Repeat the material below exactly, with no pictures.
◇ ◇ ◇
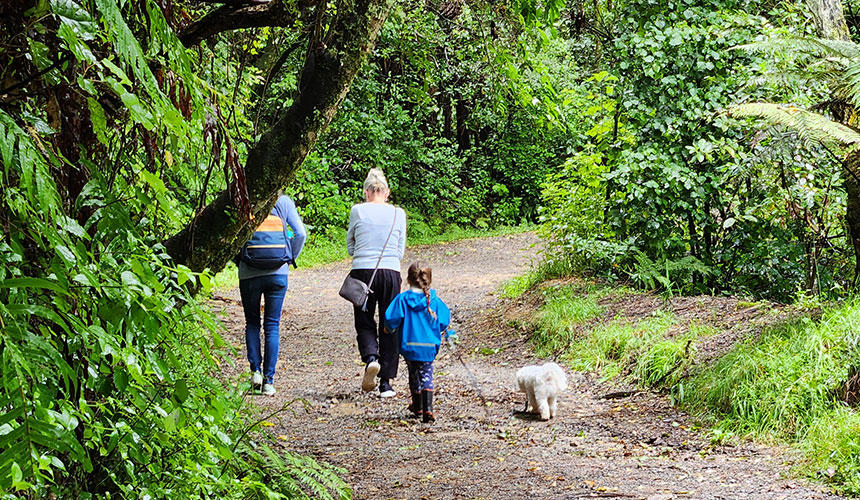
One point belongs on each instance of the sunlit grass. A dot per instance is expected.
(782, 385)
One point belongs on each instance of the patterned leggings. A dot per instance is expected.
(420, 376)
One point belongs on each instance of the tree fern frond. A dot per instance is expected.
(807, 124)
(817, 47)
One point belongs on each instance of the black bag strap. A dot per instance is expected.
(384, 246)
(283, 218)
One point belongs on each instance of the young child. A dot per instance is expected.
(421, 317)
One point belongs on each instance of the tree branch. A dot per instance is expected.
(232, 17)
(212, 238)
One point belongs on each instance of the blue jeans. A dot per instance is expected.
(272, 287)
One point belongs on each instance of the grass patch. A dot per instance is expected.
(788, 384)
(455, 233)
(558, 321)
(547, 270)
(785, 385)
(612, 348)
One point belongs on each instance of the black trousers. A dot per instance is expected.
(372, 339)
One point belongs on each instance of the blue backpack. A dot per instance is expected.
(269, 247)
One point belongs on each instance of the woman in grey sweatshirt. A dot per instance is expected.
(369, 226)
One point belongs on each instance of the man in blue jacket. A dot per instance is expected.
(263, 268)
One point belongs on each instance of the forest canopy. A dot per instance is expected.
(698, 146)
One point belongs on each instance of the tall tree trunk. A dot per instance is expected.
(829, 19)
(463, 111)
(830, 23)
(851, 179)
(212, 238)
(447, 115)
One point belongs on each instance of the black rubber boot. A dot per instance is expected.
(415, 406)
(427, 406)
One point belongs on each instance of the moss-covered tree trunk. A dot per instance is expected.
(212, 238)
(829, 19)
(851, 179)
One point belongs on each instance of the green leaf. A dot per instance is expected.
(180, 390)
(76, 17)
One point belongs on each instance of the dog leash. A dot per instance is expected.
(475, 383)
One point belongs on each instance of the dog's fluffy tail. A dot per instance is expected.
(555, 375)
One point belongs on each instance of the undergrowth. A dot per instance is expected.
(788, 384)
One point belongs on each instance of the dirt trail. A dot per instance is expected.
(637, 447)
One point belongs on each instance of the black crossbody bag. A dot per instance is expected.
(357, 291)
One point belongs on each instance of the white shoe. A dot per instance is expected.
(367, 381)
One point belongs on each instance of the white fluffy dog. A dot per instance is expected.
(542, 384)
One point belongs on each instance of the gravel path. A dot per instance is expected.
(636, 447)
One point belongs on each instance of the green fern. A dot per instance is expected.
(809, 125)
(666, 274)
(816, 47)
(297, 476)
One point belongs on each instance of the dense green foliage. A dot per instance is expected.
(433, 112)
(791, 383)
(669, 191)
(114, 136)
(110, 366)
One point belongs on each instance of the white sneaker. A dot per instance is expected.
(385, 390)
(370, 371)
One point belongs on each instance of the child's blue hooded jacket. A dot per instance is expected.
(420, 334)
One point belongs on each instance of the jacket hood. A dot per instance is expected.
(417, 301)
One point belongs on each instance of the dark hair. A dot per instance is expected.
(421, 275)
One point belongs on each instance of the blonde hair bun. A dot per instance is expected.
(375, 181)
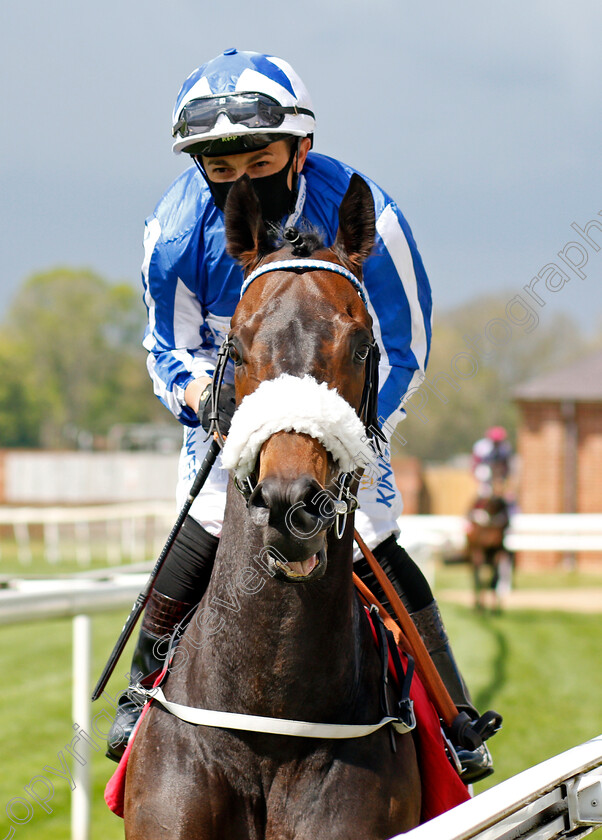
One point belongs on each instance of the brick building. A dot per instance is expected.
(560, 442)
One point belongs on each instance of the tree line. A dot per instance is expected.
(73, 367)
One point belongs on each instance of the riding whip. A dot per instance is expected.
◇ ◇ ◇
▸ **RIGHT ANSWER**
One point belongs on each instance of the sunlit grass. A dot per instance is expected.
(782, 385)
One point belongs on each instance of the patterned leggings. A dot per instance is expected.
(420, 376)
One point belongs on each instance of the tree fern frond. A dot per instance is expected.
(807, 124)
(817, 47)
One point belongs on each instance of the black bag strap. A dot per instance is expected.
(384, 246)
(283, 218)
One point belongs on each instance of the young child. A dot per instance is expected.
(421, 317)
One point belongs on each instance of the tree branch. A dot per instance is expected.
(232, 17)
(212, 238)
One point belongs on each instance of the blue jeans. A dot per instance is expected.
(272, 287)
One point belongs on each instance of the grass patch. A dot per instance is expected.
(788, 384)
(455, 233)
(558, 321)
(547, 270)
(785, 385)
(612, 348)
One point belongs on each instance of the black trousers. A dot per instance is expected.
(372, 339)
One point belongs on each instance of the blue backpack. A dot per instance is expected.
(269, 247)
One point belongs on each instance of the woman in grey sweatshirt. A dot per instance is expected.
(369, 226)
One point belongs on each instance of the man in blue jacket. A dot per instance is expected.
(263, 268)
One point belongs on each instance of the forest canopy. A dot per instance is expected.
(698, 146)
One point belongs on each instance of the tall tree trunk. A dot per instance is expected.
(829, 19)
(463, 111)
(830, 23)
(851, 179)
(212, 238)
(447, 115)
One point belongs on each instance of the black rubber boot. A dot per instance is expected.
(415, 406)
(427, 406)
One point belongs on each instance of the moss-covered tree trunk. A dot per instance is expected.
(212, 238)
(829, 19)
(851, 179)
One point belongs on each instance of the green leaf. A dot per instance is expected.
(180, 390)
(76, 17)
One point belongs on each instance of the dog leash. A dot per instance is expected.
(475, 383)
One point belongs on each instance of the dog's fluffy tail. A dot per instance is expected.
(555, 375)
One point belongs on each instance of the undergrowth. A dot per instance is expected.
(788, 384)
One point belongs on each instance of the dirt trail. A dot per instance is expected.
(637, 447)
One point belongs on each instance of the black crossbody bag. A dot per instance is expected.
(357, 291)
One point belongs on each instance of the white shoe. A dot per instance is expected.
(367, 381)
One point belongs on each instance of the white fluffy dog. A dot per instance is expected.
(542, 384)
One point belongs on each instance of the gravel path. A dot per instance is expected.
(636, 447)
One point belongs on each instance of the green fern. A dot per instance is expected.
(809, 125)
(666, 274)
(816, 47)
(297, 476)
One point belongs on each instance of the dense green foliage. A dot per instance is expected.
(433, 112)
(791, 383)
(669, 191)
(114, 136)
(110, 366)
One point belongs on each instance of the white sneaker. A dot per instance is expected.
(385, 390)
(370, 371)
One point belongs on each instance of the child's blue hooded jacket. A dot per instance is expected.
(420, 334)
One point belongs on each instance of the jacket hood. A dot per instance is expected.
(417, 301)
One point belongs on each instance of the dark hair. A dot per instance is expected.
(421, 275)
One point belongs on each instance of the blonde hair bun. A dot per instance is expected.
(375, 181)
One point belongs on each instance of the brick building. A dot per instance is expected.
(560, 442)
One point belongs on each instance of the tree line. A dot per instance is expected.
(73, 367)
One point belongs on each instance of the riding whip. A dot per instance is expected.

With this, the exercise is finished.